**Text excerpt**
────────

MINNEAPOLIS -- Red Sox third baseman Xander Bogaerts finished the first half in a severe slump, but it is just a temporary condition, said agent Scott Boras.
Due to the way Bogaerts eased his way to the Major Leagues late last season and helped the Red Sox win the World Series, he masked some of the natural development issues that have led to his struggles this season.
"You come up to the big leagues your first year and there's no expectancy, and the other thing is the league doesn't know you," said Boras. "You've got to remember that Xander has had very little time in the Minor Leagues and he's learning how to hit sliders and breaking balls and the timing of it in the Major Leagues."
Boras has represented many star players over his decades in baseball, and he has no doubt Bogaerts can get to that level.
"Athletically, there is nothing that Xander can't do," Boras said. "I think we all trust that and know that the one thing he can't do is accelerate experience. When you have great, precocious athletes, they've conquered every dynamic that's given them. I don't think in the Minor Leagues they have sliders like that. He's just getting those at-bats and getting the timing. And I think we're going to see him once he gets that part where you wait and you stay inside the ball, and he gets that timing and the depth of the ball, he gets a significant amount of experience. And then, watch out."

────────

**Given material**
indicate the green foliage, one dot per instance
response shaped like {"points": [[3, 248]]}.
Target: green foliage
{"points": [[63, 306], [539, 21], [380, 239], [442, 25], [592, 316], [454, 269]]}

────────

**What the task asks**
Can you copy out the passage on Xander Bogaerts's slump word for word, in full? These lines have nothing to do with the passage about Xander Bogaerts.

**Exercise answer**
MINNEAPOLIS -- Red Sox third baseman Xander Bogaerts finished the first half in a severe slump, but it is just a temporary condition, said agent Scott Boras.
Due to the way Bogaerts eased his way to the Major Leagues late last season and helped the Red Sox win the World Series, he masked some of the natural development issues that have led to his struggles this season.
"You come up to the big leagues your first year and there's no expectancy, and the other thing is the league doesn't know you," said Boras. "You've got to remember that Xander has had very little time in the Minor Leagues and he's learning how to hit sliders and breaking balls and the timing of it in the Major Leagues."
Boras has represented many star players over his decades in baseball, and he has no doubt Bogaerts can get to that level.
"Athletically, there is nothing that Xander can't do," Boras said. "I think we all trust that and know that the one thing he can't do is accelerate experience. When you have great, precocious athletes, they've conquered every dynamic that's given them. I don't think in the Minor Leagues they have sliders like that. He's just getting those at-bats and getting the timing. And I think we're going to see him once he gets that part where you wait and you stay inside the ball, and he gets that timing and the depth of the ball, he gets a significant amount of experience. And then, watch out."